Stored data:
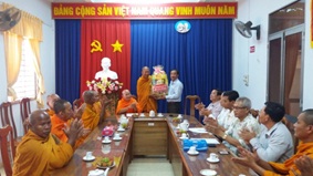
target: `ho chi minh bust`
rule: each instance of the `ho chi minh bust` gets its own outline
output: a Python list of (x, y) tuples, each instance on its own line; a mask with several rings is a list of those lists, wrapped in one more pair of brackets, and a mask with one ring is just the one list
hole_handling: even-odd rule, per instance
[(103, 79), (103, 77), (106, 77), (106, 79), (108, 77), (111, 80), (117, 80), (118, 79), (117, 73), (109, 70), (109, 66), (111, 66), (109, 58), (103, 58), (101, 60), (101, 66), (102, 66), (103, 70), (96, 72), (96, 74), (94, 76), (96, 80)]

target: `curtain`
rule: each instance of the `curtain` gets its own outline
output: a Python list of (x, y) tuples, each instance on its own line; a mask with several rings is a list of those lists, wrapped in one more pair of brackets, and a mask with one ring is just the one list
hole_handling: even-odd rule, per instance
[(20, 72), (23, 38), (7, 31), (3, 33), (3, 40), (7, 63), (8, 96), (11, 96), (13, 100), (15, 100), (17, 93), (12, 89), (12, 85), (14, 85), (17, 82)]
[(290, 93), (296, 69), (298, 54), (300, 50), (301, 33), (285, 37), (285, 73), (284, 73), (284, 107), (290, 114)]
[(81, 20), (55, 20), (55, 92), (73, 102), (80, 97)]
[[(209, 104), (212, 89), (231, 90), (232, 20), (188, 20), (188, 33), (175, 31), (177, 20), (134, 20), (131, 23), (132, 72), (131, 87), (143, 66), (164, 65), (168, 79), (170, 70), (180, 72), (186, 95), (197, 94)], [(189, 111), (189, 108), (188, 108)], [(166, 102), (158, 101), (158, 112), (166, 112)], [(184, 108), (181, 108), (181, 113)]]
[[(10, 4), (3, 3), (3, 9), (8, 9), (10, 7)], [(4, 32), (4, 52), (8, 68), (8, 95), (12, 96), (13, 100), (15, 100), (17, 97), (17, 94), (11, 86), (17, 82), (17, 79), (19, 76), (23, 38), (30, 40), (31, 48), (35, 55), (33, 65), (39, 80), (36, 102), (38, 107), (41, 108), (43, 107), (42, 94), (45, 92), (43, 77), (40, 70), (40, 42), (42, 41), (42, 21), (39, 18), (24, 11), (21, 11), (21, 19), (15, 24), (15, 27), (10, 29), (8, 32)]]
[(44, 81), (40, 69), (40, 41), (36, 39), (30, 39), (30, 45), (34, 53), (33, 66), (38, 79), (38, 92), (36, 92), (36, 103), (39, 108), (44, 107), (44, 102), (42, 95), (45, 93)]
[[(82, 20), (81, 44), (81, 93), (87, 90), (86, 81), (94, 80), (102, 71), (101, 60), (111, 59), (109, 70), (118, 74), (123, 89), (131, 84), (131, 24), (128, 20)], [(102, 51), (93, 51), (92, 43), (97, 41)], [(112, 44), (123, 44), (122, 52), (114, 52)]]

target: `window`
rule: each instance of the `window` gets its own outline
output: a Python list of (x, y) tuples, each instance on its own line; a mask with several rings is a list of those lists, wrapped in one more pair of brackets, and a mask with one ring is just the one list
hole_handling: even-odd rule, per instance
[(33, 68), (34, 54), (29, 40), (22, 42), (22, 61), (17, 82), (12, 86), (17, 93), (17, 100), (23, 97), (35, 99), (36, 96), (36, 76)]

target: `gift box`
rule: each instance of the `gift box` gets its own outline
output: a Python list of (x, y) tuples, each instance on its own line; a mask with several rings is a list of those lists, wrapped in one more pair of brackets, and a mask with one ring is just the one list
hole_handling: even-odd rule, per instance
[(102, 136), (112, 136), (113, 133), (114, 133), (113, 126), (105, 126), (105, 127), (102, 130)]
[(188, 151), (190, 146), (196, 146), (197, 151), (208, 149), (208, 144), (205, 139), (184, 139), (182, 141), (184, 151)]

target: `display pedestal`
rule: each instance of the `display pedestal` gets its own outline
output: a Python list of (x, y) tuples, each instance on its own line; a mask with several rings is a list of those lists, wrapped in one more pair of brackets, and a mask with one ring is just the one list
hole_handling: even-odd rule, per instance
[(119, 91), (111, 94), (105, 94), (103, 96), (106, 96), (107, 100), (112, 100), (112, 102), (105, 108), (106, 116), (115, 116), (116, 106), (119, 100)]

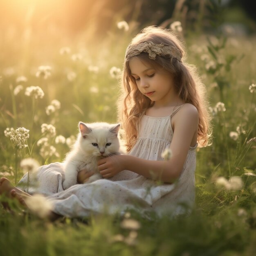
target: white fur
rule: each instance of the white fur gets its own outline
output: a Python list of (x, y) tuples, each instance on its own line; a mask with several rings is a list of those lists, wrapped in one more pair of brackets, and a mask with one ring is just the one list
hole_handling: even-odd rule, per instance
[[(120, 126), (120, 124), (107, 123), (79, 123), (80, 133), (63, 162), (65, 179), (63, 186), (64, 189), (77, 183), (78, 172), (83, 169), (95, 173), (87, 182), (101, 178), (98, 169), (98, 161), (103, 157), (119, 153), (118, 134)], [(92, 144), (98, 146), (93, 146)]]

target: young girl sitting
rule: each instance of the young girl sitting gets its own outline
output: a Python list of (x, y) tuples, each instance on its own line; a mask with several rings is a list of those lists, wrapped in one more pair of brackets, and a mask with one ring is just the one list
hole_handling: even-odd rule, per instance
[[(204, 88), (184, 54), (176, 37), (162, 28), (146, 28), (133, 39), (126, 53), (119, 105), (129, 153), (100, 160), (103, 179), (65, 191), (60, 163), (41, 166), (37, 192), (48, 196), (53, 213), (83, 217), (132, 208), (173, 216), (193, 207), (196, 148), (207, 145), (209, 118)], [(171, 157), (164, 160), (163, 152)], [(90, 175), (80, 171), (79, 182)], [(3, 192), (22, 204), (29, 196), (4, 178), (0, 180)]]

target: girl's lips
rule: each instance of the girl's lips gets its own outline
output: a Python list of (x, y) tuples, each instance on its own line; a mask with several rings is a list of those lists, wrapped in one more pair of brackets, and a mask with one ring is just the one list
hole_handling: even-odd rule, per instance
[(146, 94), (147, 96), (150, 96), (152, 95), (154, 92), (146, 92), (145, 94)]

#### GOAL
Pull out every line of the data above and reproduce it word for word, leaving out the pictures.

#### RESULT OF THE EXERCISE
target: `ho chi minh bust`
rule: each instance of the `ho chi minh bust` gets its own outline
output: a Python list of (x, y) tuples, each instance on its own line; a mask with several rings is a list of those lists, wrapped in one more pair of brackets, and a mask with one ring is just the one list
hole_handling: even-odd rule, per instance
[(103, 79), (103, 77), (106, 77), (106, 79), (108, 77), (111, 80), (117, 80), (118, 79), (117, 73), (109, 70), (109, 66), (111, 66), (109, 58), (103, 58), (101, 60), (101, 66), (102, 66), (103, 70), (96, 72), (96, 74), (94, 76), (96, 80)]

target: `curtain`
rule: each instance of the `curtain` gets its own outline
output: a Python list of (x, y) tuples, each instance on its own line; a mask with several rings is a list of those lists, wrapped in one more pair of brackets, and a mask with one ring is just the one list
hole_handling: even-odd rule, per instance
[(20, 72), (23, 38), (7, 31), (3, 33), (3, 40), (7, 63), (8, 96), (11, 96), (13, 100), (15, 100), (17, 93), (12, 89), (12, 85), (14, 85), (17, 82)]
[(290, 93), (296, 69), (298, 54), (300, 50), (301, 33), (285, 37), (285, 73), (284, 73), (284, 107), (290, 114)]
[(81, 20), (55, 20), (55, 92), (73, 102), (80, 97)]
[[(209, 104), (212, 89), (231, 90), (232, 20), (188, 20), (188, 33), (175, 31), (177, 20), (134, 20), (131, 23), (132, 72), (131, 87), (143, 66), (164, 65), (168, 79), (170, 70), (180, 72), (186, 95), (197, 94)], [(189, 111), (189, 108), (188, 108)], [(166, 102), (158, 101), (158, 112), (166, 112)], [(184, 108), (181, 108), (181, 113)]]
[[(10, 4), (3, 3), (3, 9), (8, 9), (10, 7)], [(4, 32), (4, 52), (8, 68), (8, 95), (12, 96), (13, 100), (15, 100), (17, 97), (17, 94), (11, 86), (17, 82), (17, 79), (19, 76), (23, 38), (30, 40), (31, 48), (35, 55), (33, 65), (39, 80), (36, 102), (38, 107), (41, 108), (43, 107), (42, 94), (45, 92), (43, 77), (40, 70), (40, 42), (42, 41), (42, 21), (39, 18), (24, 11), (21, 11), (21, 19), (15, 24), (15, 27), (10, 29), (8, 32)]]
[(44, 81), (40, 69), (40, 41), (36, 39), (30, 39), (30, 45), (34, 53), (33, 66), (38, 79), (38, 92), (36, 92), (36, 103), (39, 108), (44, 107), (44, 102), (42, 95), (45, 93)]
[[(82, 20), (81, 44), (81, 93), (87, 90), (86, 81), (94, 80), (102, 71), (101, 60), (111, 59), (109, 70), (118, 74), (123, 89), (131, 84), (131, 24), (128, 20)], [(102, 51), (93, 51), (92, 43), (97, 41)], [(112, 44), (123, 44), (122, 52), (114, 52)]]

target: `window`
rule: each instance of the `window` gets its own outline
output: a Python list of (x, y) tuples, each instance on its own line; a mask with several rings is a list of those lists, wrapped in one more pair of brackets, and a mask with one ring is just the one list
hole_handling: even-odd rule, per instance
[(33, 68), (34, 54), (29, 40), (22, 42), (22, 61), (17, 82), (12, 86), (17, 93), (17, 100), (23, 97), (35, 99), (36, 96), (36, 76)]

target: `gift box`
rule: each instance of the `gift box` gets its own outline
output: a Python list of (x, y) tuples, each instance on its own line; a mask with several rings is a list of those lists, wrapped in one more pair of brackets, and a mask with one ring is just the one list
hole_handling: even-odd rule, per instance
[(102, 136), (112, 136), (113, 133), (114, 133), (113, 126), (105, 126), (105, 127), (102, 130)]
[(188, 151), (190, 146), (196, 146), (197, 151), (208, 149), (208, 144), (205, 139), (184, 139), (182, 141), (184, 151)]

target: `display pedestal`
rule: each instance of the `display pedestal` gets its own outline
output: a Python list of (x, y) tuples, each instance on its own line; a mask with several rings is a list of those lists, wrapped in one more pair of brackets, and a mask with one ring is just the one list
hole_handling: even-odd rule, per instance
[(119, 91), (111, 94), (105, 94), (103, 96), (106, 96), (107, 100), (112, 100), (112, 102), (105, 108), (106, 116), (115, 116), (116, 106), (119, 100)]

target: white fur
rule: each instance of the white fur gets its own outline
output: a Python list of (x, y) tuples, each instance on its own line; a mask with several rings is a list of those lists, wrapped in one more pair of brackets, and a mask with one ring is just the one list
hole_handling: even-odd rule, per instance
[[(120, 126), (120, 124), (107, 123), (79, 123), (80, 133), (63, 162), (65, 179), (63, 186), (64, 189), (77, 183), (78, 172), (83, 169), (95, 173), (87, 182), (101, 178), (98, 169), (98, 161), (103, 157), (119, 153), (118, 134)], [(92, 144), (98, 146), (93, 146)]]

target: young girl sitting
rule: each instance of the young girl sitting gets its own outline
output: a Python list of (x, y) tuples, each instance on its own line; a mask with several rings is a list of those lists, wrapped in one more pair of brackets, and a mask with one ring is just the one list
hole_handling: even-odd rule, per instance
[[(204, 88), (184, 54), (176, 37), (162, 28), (146, 28), (133, 39), (126, 53), (119, 105), (129, 153), (100, 160), (103, 179), (65, 191), (60, 163), (41, 166), (37, 192), (48, 196), (53, 213), (83, 217), (132, 208), (173, 216), (193, 207), (196, 148), (207, 145), (209, 118)], [(171, 157), (164, 160), (163, 152)], [(90, 175), (80, 171), (79, 182)], [(3, 192), (22, 204), (29, 196), (4, 178), (0, 180)]]

target: girl's lips
rule: each instance of the girl's lips gets its own outline
output: a Python list of (x, y) tuples, each instance on its own line; a mask with several rings is a list of those lists, wrapped in one more pair of brackets, and a mask with one ring is just the one list
hole_handling: even-odd rule, per instance
[(146, 94), (147, 96), (150, 96), (152, 95), (154, 92), (146, 92), (145, 94)]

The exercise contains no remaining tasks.